Should any entry hold a picture, omit that picture and copy the rest of the entry exactly.

::::

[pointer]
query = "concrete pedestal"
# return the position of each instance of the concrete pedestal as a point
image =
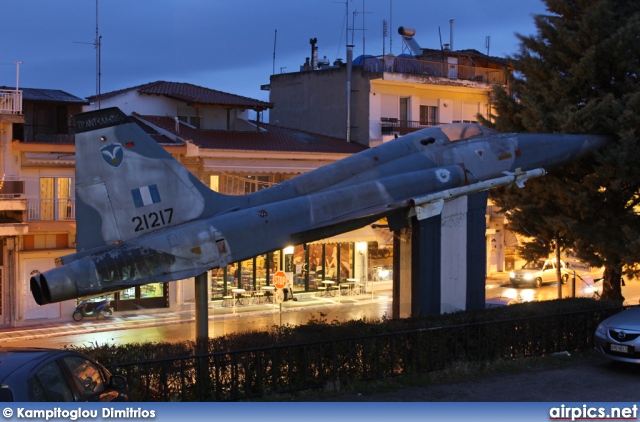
(439, 263)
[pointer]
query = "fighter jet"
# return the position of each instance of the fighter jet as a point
(143, 218)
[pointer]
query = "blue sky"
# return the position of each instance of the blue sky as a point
(229, 45)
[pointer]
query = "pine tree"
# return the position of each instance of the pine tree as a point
(579, 74)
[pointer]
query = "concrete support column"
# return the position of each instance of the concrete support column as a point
(402, 280)
(447, 256)
(202, 312)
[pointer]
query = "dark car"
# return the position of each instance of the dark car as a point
(618, 337)
(34, 374)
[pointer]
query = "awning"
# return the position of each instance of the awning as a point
(49, 158)
(364, 234)
(253, 166)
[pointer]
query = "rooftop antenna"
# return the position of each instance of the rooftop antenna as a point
(17, 73)
(391, 25)
(97, 43)
(275, 37)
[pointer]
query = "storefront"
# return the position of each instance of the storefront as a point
(356, 255)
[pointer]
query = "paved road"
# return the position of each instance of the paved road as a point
(498, 286)
(180, 326)
(574, 379)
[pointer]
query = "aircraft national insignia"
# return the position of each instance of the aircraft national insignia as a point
(443, 175)
(112, 154)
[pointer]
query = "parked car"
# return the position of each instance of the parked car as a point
(538, 272)
(35, 374)
(618, 337)
(498, 302)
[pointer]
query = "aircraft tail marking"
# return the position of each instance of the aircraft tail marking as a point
(128, 185)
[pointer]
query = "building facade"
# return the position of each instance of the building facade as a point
(390, 96)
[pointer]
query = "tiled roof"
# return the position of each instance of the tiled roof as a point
(272, 138)
(53, 95)
(192, 94)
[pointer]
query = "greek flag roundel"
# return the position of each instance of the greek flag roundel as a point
(112, 154)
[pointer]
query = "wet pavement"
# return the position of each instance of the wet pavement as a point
(157, 325)
(164, 325)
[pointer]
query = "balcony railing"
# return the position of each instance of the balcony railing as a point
(433, 68)
(46, 209)
(391, 125)
(10, 101)
(11, 187)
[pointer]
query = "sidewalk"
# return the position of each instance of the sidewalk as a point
(157, 317)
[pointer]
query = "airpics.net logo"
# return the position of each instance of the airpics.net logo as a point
(443, 175)
(585, 412)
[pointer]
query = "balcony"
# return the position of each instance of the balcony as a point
(48, 209)
(10, 101)
(390, 126)
(12, 194)
(433, 68)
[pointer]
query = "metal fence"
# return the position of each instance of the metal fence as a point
(233, 375)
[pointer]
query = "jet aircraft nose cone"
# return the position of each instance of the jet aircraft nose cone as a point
(554, 149)
(593, 142)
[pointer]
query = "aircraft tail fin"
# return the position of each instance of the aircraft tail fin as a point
(127, 184)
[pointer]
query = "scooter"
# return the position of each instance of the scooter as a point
(86, 308)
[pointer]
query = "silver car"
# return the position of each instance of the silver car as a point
(536, 273)
(618, 337)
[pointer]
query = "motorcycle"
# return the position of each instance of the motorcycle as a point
(87, 309)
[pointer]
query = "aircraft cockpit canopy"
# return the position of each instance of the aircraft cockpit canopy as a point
(462, 131)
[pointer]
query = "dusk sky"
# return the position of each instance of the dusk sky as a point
(229, 45)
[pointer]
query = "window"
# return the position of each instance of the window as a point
(189, 115)
(50, 384)
(428, 115)
(256, 183)
(56, 201)
(86, 375)
(404, 111)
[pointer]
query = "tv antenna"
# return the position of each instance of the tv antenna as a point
(97, 43)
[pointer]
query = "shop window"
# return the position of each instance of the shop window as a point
(55, 202)
(46, 241)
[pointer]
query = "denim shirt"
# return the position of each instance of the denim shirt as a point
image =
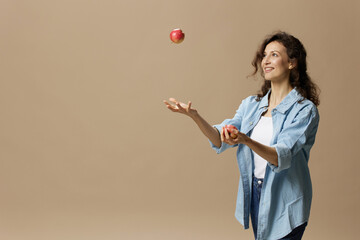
(287, 190)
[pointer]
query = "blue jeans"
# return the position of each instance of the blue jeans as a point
(296, 233)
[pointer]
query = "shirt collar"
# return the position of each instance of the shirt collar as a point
(285, 104)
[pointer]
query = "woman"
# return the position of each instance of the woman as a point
(275, 132)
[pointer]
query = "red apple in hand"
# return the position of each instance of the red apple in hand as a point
(177, 35)
(231, 129)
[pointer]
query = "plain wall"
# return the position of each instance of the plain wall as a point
(89, 151)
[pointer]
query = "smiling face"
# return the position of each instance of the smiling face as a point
(275, 63)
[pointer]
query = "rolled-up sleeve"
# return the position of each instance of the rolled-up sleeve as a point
(297, 136)
(235, 121)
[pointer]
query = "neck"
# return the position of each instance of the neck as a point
(278, 92)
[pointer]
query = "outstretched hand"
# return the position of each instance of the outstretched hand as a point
(240, 138)
(180, 107)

::::

- Response for this exercise -
[pointer]
query = "concrete pedestal"
# return the position of each instance of the concrete pedestal as a point
image =
(439, 263)
[pointer]
query = "fighter jet"
# return the position of each instance of the fighter jet as a point
(143, 218)
[pointer]
query = "blue sky"
# return the position of each instance of the blue sky as a point
(229, 45)
[pointer]
query = "pine tree"
# return the position of each instance of the pine tree as a point
(579, 74)
[pointer]
query = "concrete support column"
# return the position of each instance of the concrete support column as a point
(402, 280)
(447, 256)
(202, 312)
[pointer]
query = "dark car"
# return the position of each instance of the dark car as a point
(618, 337)
(34, 374)
[pointer]
query = "awning"
# return the position of each instance of the awning as a point
(49, 158)
(364, 234)
(253, 166)
[pointer]
query = "rooftop antenna"
# return the position of each instance of the rooftop antenna as a point
(17, 73)
(391, 25)
(97, 43)
(275, 37)
[pointer]
query = "storefront"
# return the position of each instance of the storefront as a point
(356, 255)
[pointer]
query = "paved road"
# return the position of each instance of the paved road as a point
(498, 286)
(180, 326)
(574, 379)
[pointer]
query = "aircraft national insignia"
# return the position of each instance of the aircraft national insignia as a point
(443, 175)
(112, 154)
[pointer]
query = "parked car"
# return the position of each instance of the parked car as a point
(538, 272)
(35, 374)
(618, 337)
(498, 302)
[pointer]
query = "aircraft tail marking"
# return the position of each instance of the aircraft tail marking as a point
(128, 185)
[pointer]
query = "building facade"
# return the position of each instance of the building facade as a point
(390, 96)
[pointer]
query = "tiled roof"
# return the position of each instance of the tiled roof as a point
(272, 138)
(53, 95)
(192, 94)
[pointer]
query = "greek flag roundel"
# return the position of each instance of the greek flag roundel as a point
(112, 154)
[pointer]
query = "wet pavement"
# return the position of each instance of the wet pavement as a point
(157, 325)
(164, 325)
[pointer]
query = "balcony railing"
# return the position of each instance of the balcony railing as a point
(433, 68)
(46, 209)
(391, 125)
(10, 101)
(11, 187)
[pointer]
query = "sidewalk"
# return the position of each instance of the sidewalk as a point
(157, 317)
[pointer]
query = "airpics.net logo"
# return the position of each instance of the airpics.net logo as a point
(443, 175)
(585, 412)
[pointer]
query = "balcony"
# return the position of each instance of the balcony as a point
(48, 209)
(10, 101)
(390, 126)
(12, 194)
(433, 68)
[pointer]
query = "metal fence"
# return the position of each instance of the metal fence as a point
(233, 375)
[pointer]
query = "jet aircraft nose cone"
# return the position of each instance of the jet aircraft nose cone as a point
(554, 149)
(593, 142)
[pointer]
query = "aircraft tail fin"
# return the position of each instance of the aircraft tail fin as a point
(127, 184)
[pointer]
query = "scooter"
# return the position of each instance of the scooter as a point
(86, 308)
[pointer]
query = "silver car"
# return the position of each instance of the silver car as a point
(536, 273)
(618, 337)
[pointer]
query = "motorcycle"
# return the position of each instance of the motorcycle as a point
(87, 309)
[pointer]
query = "aircraft cockpit canopy"
# return the position of each instance of the aircraft cockpit canopy as a point
(462, 131)
[pointer]
query = "dusk sky"
# return the position of each instance of the dusk sky as a point
(229, 45)
[pointer]
query = "window"
# return the position of each instance of the window as a point
(189, 115)
(50, 384)
(428, 115)
(256, 183)
(56, 201)
(86, 375)
(404, 111)
[pointer]
query = "tv antenna"
# return the position of each instance of the tv antenna as a point
(97, 43)
[pointer]
query = "shop window"
# return the position of each instance of the shop window as a point
(55, 202)
(46, 241)
[pointer]
query = "denim shirt"
# return the position of each instance of the denim shirt as a point
image =
(287, 190)
[pointer]
query = "blue jeans"
# return the position of each instance of the blue jeans as a point
(296, 233)
[pointer]
query = "shirt collar"
# return the position of each instance of the shirt collar as a point
(285, 104)
[pointer]
query = "woman"
# return the position of each instance of the woman as a point
(275, 132)
[pointer]
query = "red apple in hand"
# return the position of each instance of the red apple in hand as a point
(177, 35)
(231, 129)
[pointer]
query = "plain wall"
# return the position of each instance of the plain wall as a point
(89, 151)
[pointer]
query = "smiling face"
# return the position of each instance of the smiling face as a point
(275, 63)
[pointer]
query = "rolled-up sleeve"
# return the position of each instance of the rolled-up sleeve as a point
(297, 136)
(235, 121)
[pointer]
query = "neck"
# return the position of each instance of the neck as a point
(278, 92)
[pointer]
query = "outstretched hand"
# return the position of each instance of the outstretched hand as a point
(240, 138)
(180, 107)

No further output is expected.